══ EXTRACTED INFORMATION
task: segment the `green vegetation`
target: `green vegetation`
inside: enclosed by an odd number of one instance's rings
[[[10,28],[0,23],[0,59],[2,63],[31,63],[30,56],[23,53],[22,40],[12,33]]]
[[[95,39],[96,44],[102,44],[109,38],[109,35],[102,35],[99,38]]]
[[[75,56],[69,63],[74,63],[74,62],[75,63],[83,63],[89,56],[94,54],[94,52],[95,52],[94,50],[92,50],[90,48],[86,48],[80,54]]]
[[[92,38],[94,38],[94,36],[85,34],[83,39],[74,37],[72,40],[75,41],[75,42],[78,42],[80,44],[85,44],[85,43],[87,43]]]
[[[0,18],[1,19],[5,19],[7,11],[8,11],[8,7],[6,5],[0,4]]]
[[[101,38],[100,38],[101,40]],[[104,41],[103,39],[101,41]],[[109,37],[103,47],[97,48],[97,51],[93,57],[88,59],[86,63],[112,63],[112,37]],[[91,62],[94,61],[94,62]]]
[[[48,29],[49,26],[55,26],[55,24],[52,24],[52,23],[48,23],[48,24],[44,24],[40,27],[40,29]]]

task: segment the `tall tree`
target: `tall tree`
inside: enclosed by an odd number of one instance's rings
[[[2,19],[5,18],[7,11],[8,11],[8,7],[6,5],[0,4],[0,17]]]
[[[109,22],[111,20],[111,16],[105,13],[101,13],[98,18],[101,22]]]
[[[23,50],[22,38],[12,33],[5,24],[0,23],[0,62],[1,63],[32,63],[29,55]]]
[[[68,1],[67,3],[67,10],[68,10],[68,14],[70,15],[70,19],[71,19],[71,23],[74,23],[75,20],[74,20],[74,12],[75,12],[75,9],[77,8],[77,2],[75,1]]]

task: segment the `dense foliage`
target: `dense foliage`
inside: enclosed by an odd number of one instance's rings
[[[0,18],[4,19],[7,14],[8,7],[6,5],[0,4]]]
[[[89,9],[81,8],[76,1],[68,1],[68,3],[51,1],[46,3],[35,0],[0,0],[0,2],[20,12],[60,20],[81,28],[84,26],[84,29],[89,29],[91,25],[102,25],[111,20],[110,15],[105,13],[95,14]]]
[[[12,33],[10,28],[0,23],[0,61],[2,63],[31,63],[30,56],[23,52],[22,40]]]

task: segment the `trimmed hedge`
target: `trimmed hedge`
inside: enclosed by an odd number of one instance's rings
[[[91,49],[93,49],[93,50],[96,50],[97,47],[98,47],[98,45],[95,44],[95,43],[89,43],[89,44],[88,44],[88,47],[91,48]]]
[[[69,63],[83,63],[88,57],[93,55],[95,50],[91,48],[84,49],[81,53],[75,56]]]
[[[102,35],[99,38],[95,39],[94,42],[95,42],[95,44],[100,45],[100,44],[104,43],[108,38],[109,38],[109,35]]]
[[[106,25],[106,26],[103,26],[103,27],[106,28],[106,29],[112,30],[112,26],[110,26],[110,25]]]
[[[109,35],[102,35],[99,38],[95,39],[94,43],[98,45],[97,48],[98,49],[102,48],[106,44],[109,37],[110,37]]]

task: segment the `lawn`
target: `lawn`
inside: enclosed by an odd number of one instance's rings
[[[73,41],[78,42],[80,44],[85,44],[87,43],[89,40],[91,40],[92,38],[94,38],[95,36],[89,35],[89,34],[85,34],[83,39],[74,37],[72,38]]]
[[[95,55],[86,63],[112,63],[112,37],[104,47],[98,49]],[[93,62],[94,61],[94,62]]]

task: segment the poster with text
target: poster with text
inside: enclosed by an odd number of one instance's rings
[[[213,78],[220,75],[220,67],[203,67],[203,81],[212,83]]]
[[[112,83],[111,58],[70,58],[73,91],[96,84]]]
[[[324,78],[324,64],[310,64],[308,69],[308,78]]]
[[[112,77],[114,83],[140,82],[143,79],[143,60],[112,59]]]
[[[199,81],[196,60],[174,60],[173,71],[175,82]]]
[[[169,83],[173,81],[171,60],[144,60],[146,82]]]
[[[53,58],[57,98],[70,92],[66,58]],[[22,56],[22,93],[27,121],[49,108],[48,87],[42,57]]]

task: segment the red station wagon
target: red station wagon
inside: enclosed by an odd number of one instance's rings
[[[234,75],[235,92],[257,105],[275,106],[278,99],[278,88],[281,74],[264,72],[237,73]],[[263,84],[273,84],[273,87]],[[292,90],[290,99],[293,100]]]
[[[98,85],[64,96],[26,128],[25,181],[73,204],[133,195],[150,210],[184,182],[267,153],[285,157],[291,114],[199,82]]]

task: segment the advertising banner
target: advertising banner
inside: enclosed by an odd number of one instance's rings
════
Copy out all of the records above line for line, changing nothing.

task: segment the `green vegetation`
target: `green vegetation`
inside: enclosed by an odd number of one instance's rings
[[[10,28],[0,23],[0,59],[2,63],[31,63],[30,56],[23,53],[22,40],[12,33]]]
[[[95,39],[96,44],[102,44],[109,38],[109,35],[102,35],[99,38]]]
[[[75,56],[69,63],[74,63],[74,62],[75,63],[83,63],[89,56],[94,54],[94,52],[95,52],[94,50],[92,50],[90,48],[86,48],[80,54]]]
[[[92,38],[94,38],[94,36],[85,34],[83,39],[74,37],[72,40],[75,41],[75,42],[78,42],[80,44],[85,44],[85,43],[87,43]]]
[[[0,18],[1,19],[5,19],[7,11],[8,11],[8,7],[6,5],[0,4]]]
[[[101,38],[100,38],[101,40]],[[104,41],[103,39],[101,41]],[[109,37],[103,47],[97,48],[97,51],[93,57],[88,59],[86,63],[112,63],[112,37]],[[91,62],[94,61],[94,62]]]
[[[48,29],[49,26],[55,26],[55,24],[52,24],[52,23],[48,23],[48,24],[44,24],[40,27],[40,29]]]

task: segment the `tall tree`
target: `tall tree`
inside: enclosed by an odd number of one instance's rings
[[[2,19],[5,18],[7,11],[8,11],[8,7],[6,5],[0,4],[0,17]]]
[[[109,22],[111,20],[111,16],[105,13],[101,13],[98,18],[101,22]]]
[[[23,50],[22,38],[12,33],[5,24],[0,23],[0,62],[1,63],[32,63],[29,55]]]
[[[68,1],[67,3],[67,10],[68,10],[68,14],[70,15],[70,19],[71,19],[71,23],[74,23],[75,20],[74,20],[74,12],[75,12],[75,9],[77,8],[77,2],[75,1]]]

task: segment the `dense foliage`
target: `dense foliage`
inside: enclosed by an odd number of one instance's rings
[[[0,18],[4,19],[7,14],[8,7],[6,5],[0,4]]]
[[[89,9],[81,8],[76,1],[68,1],[68,3],[51,1],[46,3],[35,0],[0,0],[0,2],[20,12],[60,20],[81,28],[84,26],[84,29],[89,29],[91,25],[102,25],[111,20],[110,15],[105,13],[95,14]]]
[[[12,33],[10,28],[0,23],[0,61],[2,63],[31,63],[30,56],[23,52],[22,40]]]

task: segment the `trimmed hedge`
target: `trimmed hedge`
inside: enclosed by an odd number of one instance's rings
[[[91,49],[93,49],[93,50],[96,50],[97,47],[98,47],[98,45],[95,44],[95,43],[89,43],[89,44],[88,44],[88,47],[91,48]]]
[[[69,63],[83,63],[88,57],[93,55],[95,50],[91,48],[84,49],[81,53],[75,56]]]
[[[102,35],[99,38],[95,39],[94,42],[95,42],[95,44],[100,45],[100,44],[104,43],[108,38],[109,38],[109,35]]]
[[[106,25],[106,26],[103,26],[103,27],[106,28],[106,29],[112,30],[112,26],[110,26],[110,25]]]
[[[109,35],[102,35],[99,38],[95,39],[94,43],[98,45],[97,48],[98,49],[102,48],[106,44],[109,37],[110,37]]]

task: segment the `lawn`
target: `lawn`
inside: enclosed by an odd number of one instance's rings
[[[73,41],[78,42],[80,44],[85,44],[87,43],[89,40],[91,40],[92,38],[94,38],[95,36],[89,35],[89,34],[85,34],[83,39],[74,37],[72,38]]]
[[[95,55],[86,63],[112,63],[112,37],[104,47],[98,49]],[[93,62],[94,61],[94,62]]]

task: segment the poster with text
target: poster with text
inside: enclosed by an odd number of one instance's rings
[[[213,78],[220,75],[220,67],[203,67],[203,81],[212,83]]]
[[[112,83],[111,58],[70,58],[73,91],[96,84]]]
[[[324,78],[324,64],[310,64],[308,69],[308,78]]]
[[[112,77],[114,83],[140,82],[143,79],[143,60],[112,59]]]
[[[199,81],[196,60],[174,60],[173,71],[175,82]]]
[[[169,83],[173,81],[171,60],[144,60],[146,82]]]
[[[53,58],[57,98],[70,92],[66,58]],[[22,56],[22,93],[27,121],[49,108],[48,87],[42,57]]]

task: segment the red station wagon
target: red station wagon
inside: enclosed by an odd number of one instance's rings
[[[234,75],[235,92],[257,105],[275,106],[278,99],[278,88],[281,74],[264,72],[237,73]],[[263,84],[273,84],[273,87]],[[292,90],[290,99],[293,100]]]
[[[98,85],[64,96],[26,128],[25,181],[73,204],[133,195],[150,210],[184,182],[267,153],[285,157],[291,114],[199,82]]]

task: segment the advertising banner
target: advertising banner
inside: enclosed by an odd number of one instance's rings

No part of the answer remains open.